[BEGIN]

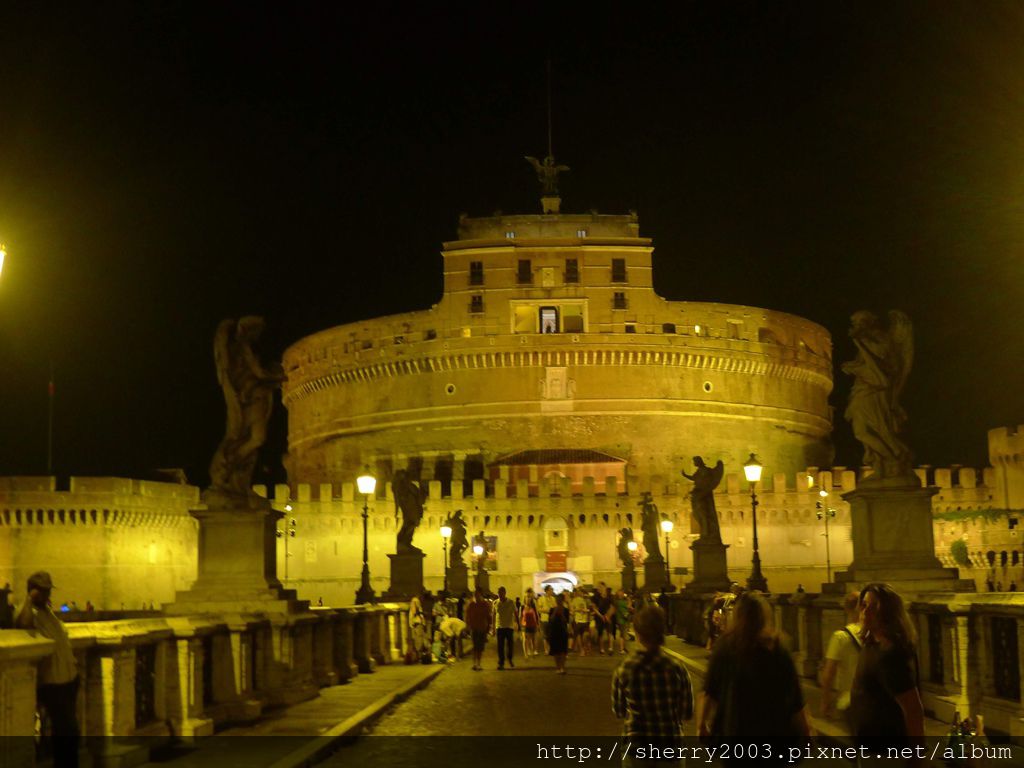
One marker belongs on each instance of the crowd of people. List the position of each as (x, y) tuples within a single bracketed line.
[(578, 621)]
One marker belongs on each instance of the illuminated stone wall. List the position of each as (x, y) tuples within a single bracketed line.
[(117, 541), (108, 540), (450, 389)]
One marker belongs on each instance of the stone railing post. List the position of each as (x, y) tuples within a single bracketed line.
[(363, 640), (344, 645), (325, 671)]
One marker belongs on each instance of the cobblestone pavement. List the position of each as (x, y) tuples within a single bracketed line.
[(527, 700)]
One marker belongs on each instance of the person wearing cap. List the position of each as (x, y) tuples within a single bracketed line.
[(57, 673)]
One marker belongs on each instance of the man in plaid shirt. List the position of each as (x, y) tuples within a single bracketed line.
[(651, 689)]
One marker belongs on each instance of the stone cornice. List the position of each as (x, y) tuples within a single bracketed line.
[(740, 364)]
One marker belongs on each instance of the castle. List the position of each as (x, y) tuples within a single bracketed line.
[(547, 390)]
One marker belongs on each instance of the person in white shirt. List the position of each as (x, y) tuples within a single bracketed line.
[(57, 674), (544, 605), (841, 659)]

[END]
[BEGIN]

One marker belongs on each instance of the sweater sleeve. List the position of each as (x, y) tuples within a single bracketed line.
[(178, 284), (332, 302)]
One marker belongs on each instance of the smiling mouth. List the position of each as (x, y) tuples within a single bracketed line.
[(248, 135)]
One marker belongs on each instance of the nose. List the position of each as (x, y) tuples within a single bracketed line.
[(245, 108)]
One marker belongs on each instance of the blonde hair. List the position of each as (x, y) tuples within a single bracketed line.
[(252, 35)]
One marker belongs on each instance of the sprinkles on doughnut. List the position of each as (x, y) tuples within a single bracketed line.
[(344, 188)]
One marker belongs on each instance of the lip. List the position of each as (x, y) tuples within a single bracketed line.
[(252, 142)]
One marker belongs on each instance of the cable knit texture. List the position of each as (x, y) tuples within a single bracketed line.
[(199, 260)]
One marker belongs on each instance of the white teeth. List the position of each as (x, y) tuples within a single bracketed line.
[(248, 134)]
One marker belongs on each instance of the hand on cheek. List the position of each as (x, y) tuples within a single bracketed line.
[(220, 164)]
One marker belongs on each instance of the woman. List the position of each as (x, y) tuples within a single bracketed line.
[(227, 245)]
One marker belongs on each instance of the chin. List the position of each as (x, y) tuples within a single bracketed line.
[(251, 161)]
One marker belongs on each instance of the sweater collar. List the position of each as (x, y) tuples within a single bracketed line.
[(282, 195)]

[END]
[BEGIN]

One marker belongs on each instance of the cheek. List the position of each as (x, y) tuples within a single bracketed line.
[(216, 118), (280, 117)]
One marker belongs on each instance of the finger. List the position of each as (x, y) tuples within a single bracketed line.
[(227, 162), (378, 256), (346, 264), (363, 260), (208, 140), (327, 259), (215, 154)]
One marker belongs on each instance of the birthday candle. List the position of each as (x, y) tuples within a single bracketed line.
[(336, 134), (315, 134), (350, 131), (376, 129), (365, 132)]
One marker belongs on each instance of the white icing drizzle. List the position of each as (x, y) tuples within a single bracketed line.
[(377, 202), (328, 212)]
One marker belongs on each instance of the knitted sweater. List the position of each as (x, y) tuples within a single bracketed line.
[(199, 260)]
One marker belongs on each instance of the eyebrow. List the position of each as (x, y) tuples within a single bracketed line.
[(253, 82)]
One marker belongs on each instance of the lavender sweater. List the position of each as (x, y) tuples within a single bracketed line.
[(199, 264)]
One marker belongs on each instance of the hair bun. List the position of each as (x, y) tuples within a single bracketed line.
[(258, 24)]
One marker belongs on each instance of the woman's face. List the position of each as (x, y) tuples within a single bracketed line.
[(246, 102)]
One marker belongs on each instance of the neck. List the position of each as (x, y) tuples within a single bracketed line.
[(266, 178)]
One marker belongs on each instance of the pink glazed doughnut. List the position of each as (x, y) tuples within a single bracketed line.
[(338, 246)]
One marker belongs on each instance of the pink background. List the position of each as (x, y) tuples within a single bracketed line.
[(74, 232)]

[END]

WHAT IS NEEDED: Reproduce everything from the line containing "One marker belongs on each instance of the eyebrow." down to the line containing "[(338, 246)]", both ends included, keeping each item's wording unchanged. In the answers, multiply every coordinate by 0.4 and round to the nearest whole number, with halves rounding up, and output only those lines.

EXPECTED OUTPUT:
One marker belongs on each instance of the eyebrow. List the position of each as (x, y) tuples within a single bracketed line.
[(101, 33)]
One marker belongs on each instance of the lavender sweater. List the position of each as (x, y) tuples within a single bracketed line.
[(80, 106)]
One marker belongs on each instance of the hair bun. List the position of each as (x, y) tuples within a single bracketed line.
[(103, 10)]
One marker belongs on each instance of the woman's face. List the position of each as (x, y) tuples within a single bracketed line.
[(98, 41)]
One marker belongs on each instance of the neck. List the position of each as (x, y) tuples within a single bracketed line.
[(106, 71)]
One marker belongs on each instance of the pink glazed doughnut. List the position of each as (x, y) tuples within a single bracketed line.
[(135, 98)]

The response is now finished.